:: TASK 1 ::
List every username that appears as a post header in the dog food forum thread.
:: TASK 2 ::
Proceed with the dog food forum thread, continuing from its final sentence.

:: GIVEN TEXT ::
That sounds expensive, I am sure I pay about £23.00 for 12kg of barking heads. I will check.


----------



## Emily+Harry (Mar 31, 2012)

Ooo if you can direct me to the £23 for barking heads I would be very happy - I don't mind spending my money on my little princess but if I can get it at a good value I would be very happy  
Barking heads is the brand that keeps getting the good reviews and would love to know that she is getting the best - also when you say you give your dog a chicken wing - do you mean a raw chicken wing ? Would I have to take it
Off the bone ? I sound so dim sorry I just want to make sure before I start giving her things wrong hehe  xx


----------



## wilfiboy (Sep 18, 2010)

I think its the 6kg bags that are 20 odd pounds. Pets in MInd in Blackpool is listed as a stockist x


----------



## MillieDog (Jun 1, 2011)

Karen - this is janet ~(logged in on Julie's pc and can't be bothered to log her out and me in!) Did you know that Partners pet store have an offer on their Barking Heads at the moment. All small 2kg bags are £6.50 which works out cheaper than buying a medium sized bag and they have started a Barking Heads loyalty card. Buy 6 big bags and get the 7th free.

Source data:
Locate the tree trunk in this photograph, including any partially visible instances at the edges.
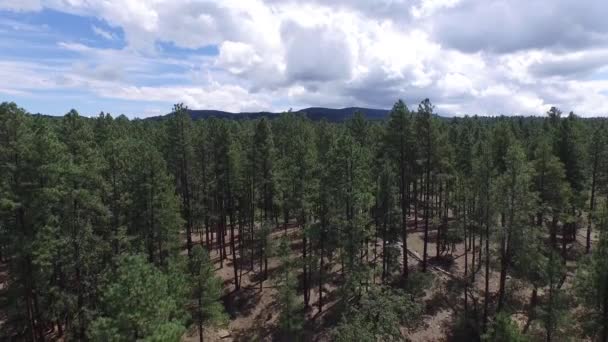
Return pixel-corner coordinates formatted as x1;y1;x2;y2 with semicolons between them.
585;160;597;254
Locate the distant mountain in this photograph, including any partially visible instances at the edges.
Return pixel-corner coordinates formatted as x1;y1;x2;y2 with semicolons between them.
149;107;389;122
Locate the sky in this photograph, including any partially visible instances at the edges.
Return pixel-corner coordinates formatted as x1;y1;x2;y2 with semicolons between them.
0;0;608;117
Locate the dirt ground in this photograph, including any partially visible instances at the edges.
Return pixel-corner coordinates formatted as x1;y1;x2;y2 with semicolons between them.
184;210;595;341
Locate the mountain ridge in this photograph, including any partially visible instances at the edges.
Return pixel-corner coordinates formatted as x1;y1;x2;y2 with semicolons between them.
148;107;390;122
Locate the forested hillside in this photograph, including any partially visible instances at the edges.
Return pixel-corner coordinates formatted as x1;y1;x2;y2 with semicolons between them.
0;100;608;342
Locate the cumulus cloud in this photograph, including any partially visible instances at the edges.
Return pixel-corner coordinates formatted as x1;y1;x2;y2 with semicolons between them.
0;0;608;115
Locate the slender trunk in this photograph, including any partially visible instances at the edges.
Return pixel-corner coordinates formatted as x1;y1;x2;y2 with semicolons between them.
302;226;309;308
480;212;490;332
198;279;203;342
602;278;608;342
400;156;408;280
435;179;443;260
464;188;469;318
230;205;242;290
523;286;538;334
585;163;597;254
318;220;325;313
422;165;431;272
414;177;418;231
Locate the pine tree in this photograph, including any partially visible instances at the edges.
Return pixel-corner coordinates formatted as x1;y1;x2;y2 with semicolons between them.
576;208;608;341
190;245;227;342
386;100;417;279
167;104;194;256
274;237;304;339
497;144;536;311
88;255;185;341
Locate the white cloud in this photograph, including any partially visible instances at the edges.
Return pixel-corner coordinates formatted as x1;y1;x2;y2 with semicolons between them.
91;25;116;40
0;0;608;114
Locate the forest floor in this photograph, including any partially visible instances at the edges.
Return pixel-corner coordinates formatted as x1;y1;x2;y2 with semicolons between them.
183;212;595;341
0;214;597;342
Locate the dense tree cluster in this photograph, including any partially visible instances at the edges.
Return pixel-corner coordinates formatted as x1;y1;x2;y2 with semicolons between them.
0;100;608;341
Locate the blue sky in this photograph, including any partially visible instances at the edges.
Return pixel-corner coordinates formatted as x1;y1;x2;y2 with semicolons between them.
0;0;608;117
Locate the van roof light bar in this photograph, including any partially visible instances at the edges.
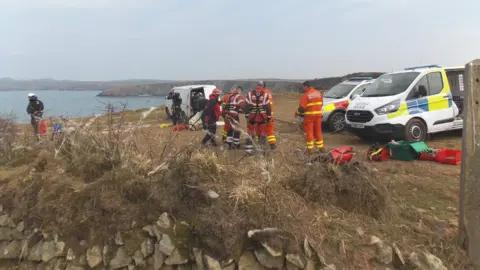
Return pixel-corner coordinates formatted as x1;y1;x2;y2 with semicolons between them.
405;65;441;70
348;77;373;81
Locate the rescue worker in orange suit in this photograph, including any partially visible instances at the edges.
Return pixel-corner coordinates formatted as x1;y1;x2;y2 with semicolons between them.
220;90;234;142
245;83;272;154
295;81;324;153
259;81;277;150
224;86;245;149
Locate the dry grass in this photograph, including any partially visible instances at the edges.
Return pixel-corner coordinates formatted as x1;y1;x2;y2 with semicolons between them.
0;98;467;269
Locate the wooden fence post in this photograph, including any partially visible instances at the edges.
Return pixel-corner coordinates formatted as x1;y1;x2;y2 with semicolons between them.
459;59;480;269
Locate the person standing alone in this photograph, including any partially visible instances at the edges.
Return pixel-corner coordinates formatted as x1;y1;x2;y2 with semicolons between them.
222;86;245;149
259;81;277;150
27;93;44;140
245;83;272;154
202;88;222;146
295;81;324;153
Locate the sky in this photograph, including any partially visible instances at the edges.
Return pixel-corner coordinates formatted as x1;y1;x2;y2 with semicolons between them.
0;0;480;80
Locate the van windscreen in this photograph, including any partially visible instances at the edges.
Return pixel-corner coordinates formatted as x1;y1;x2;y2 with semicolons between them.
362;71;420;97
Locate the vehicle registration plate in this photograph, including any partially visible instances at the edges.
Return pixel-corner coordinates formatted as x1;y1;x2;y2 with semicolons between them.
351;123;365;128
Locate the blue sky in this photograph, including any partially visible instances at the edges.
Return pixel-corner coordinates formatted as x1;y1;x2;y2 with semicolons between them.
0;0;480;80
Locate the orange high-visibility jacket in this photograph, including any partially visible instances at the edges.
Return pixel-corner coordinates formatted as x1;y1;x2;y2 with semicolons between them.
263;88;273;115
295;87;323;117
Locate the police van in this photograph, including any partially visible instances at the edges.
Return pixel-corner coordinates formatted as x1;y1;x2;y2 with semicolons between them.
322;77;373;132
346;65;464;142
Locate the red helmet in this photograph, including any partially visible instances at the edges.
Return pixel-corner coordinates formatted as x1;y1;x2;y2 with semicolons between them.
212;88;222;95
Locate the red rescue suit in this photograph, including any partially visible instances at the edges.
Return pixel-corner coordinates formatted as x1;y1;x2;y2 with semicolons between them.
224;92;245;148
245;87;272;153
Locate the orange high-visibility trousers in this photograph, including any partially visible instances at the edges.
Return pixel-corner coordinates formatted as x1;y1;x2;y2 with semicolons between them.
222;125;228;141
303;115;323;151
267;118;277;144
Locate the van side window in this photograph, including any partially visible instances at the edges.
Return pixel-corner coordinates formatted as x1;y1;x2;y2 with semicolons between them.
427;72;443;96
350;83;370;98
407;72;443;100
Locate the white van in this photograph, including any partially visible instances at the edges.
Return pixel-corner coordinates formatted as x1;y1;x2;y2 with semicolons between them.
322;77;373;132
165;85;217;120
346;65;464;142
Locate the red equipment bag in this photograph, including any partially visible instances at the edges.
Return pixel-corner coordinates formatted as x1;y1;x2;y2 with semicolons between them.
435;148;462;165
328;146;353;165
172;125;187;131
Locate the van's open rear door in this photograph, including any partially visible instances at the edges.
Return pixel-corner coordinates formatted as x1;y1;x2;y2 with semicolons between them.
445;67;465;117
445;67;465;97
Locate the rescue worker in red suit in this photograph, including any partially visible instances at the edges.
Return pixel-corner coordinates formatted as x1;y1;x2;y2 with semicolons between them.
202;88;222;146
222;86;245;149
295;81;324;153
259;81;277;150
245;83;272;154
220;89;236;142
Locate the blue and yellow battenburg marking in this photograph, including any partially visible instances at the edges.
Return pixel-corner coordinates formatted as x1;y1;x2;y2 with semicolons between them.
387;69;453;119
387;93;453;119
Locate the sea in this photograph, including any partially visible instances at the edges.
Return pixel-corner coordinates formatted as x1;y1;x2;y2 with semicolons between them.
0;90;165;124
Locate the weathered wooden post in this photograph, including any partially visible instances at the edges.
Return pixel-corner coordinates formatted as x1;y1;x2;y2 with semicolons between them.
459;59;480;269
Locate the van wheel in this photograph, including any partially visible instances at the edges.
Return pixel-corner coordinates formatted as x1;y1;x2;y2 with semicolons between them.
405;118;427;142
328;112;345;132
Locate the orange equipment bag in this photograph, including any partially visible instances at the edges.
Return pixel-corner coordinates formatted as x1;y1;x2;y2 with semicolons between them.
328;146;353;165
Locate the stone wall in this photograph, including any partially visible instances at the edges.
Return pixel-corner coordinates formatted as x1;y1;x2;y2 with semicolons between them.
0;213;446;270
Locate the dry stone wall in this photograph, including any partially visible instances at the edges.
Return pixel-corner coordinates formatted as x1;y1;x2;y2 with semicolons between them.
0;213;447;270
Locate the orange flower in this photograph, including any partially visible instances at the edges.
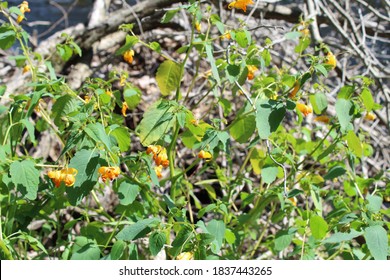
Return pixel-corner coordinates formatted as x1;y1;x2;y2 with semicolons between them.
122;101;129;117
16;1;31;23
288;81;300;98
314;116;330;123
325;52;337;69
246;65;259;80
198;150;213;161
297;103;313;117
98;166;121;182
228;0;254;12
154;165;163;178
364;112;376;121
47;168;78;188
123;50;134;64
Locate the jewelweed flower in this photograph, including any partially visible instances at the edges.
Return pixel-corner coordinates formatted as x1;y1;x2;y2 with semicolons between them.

:: TASK RESPONSE 1 ::
Emily+Harry, wilfiboy, MillieDog

:: TASK RESPONSE 2 ::
----------



## Hfd (Aug 19, 2011)

I have just been looking at the vetuk website at barking heads, it was £21.40 for 6kg and free delivery - I too would be interested if anyone knows of a cheaper place to order from. Billy is currently on Royal Canin and I am thinking of moving over to Barking heads.
H x


----------



## Hfd (Aug 19, 2011)

ps: I have been paying £11 for 2kg of royal canin!


----------



## Emily+Harry (Mar 31, 2012)

I am going to just order the 12kg for 38 cos I really wan her on it and the website has next day delivery  xx


----------



## susanb (Jan 19, 2012)

I found viovet cheapest although amazon is not bad if you take the "subscribe & save" option. 12kg works out cheaper than 6kg everywhere I looked.


----------



## Emily+Harry (Mar 31, 2012)

I am going to order from viovet tomorrow  they seem best price for barking heads - just worried about being out on friday so cant take delivery  xx


----------



## Emily+Harry (Mar 31, 2012)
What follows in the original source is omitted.